**Stored data entries**
##############################

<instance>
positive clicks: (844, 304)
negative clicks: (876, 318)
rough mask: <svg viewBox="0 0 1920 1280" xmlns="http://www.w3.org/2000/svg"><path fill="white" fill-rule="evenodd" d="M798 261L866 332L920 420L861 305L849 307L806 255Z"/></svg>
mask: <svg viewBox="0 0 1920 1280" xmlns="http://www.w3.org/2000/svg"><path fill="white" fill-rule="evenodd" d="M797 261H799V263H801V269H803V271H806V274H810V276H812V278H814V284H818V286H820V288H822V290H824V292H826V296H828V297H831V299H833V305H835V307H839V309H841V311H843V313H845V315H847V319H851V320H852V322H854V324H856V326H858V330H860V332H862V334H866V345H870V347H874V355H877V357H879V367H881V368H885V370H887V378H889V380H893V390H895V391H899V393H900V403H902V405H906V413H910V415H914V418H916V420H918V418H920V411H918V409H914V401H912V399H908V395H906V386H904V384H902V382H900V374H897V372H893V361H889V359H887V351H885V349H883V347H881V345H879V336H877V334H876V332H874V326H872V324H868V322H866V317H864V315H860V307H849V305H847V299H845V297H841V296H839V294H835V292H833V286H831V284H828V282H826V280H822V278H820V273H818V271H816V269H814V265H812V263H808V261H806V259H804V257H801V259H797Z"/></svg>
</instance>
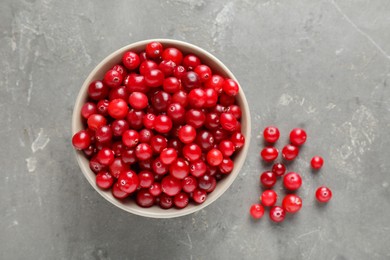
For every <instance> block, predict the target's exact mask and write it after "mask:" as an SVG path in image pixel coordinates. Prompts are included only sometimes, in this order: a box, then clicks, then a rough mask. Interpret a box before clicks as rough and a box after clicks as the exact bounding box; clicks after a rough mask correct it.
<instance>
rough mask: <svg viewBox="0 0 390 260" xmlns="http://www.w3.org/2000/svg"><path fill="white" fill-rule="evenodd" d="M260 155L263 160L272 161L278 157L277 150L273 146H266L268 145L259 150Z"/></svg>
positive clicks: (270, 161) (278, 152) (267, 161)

##############################

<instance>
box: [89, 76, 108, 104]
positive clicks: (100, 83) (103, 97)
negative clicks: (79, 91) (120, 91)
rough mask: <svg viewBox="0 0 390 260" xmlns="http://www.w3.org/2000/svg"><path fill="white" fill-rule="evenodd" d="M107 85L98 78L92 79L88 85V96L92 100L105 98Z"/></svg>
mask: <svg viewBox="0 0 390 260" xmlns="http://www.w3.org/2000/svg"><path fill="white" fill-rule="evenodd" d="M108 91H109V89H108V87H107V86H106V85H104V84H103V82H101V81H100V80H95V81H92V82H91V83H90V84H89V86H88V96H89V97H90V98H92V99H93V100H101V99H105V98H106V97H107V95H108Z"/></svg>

##############################

**Problem to solve**
Repeat the rows word for word from the line with "</instance>" up to and including the line with "positive clicks: (270, 161)". Leave the pictures out of your answer.

**The completed task**
</instance>
For every <instance> block, predict the target's exact mask and write it after "mask:" as an SVG path in image pixel coordinates. Prompts are included only sometimes, in this order: a box, then clicks, then a rough mask. Interpret a box before clicks as rough and a box after clicks as the exact bounding box; clicks after a rough mask correct it.
<instance>
rough mask: <svg viewBox="0 0 390 260" xmlns="http://www.w3.org/2000/svg"><path fill="white" fill-rule="evenodd" d="M260 155L263 160L272 161L278 157L277 150L273 146H266L268 145L259 150Z"/></svg>
positive clicks: (270, 161) (278, 152) (267, 161)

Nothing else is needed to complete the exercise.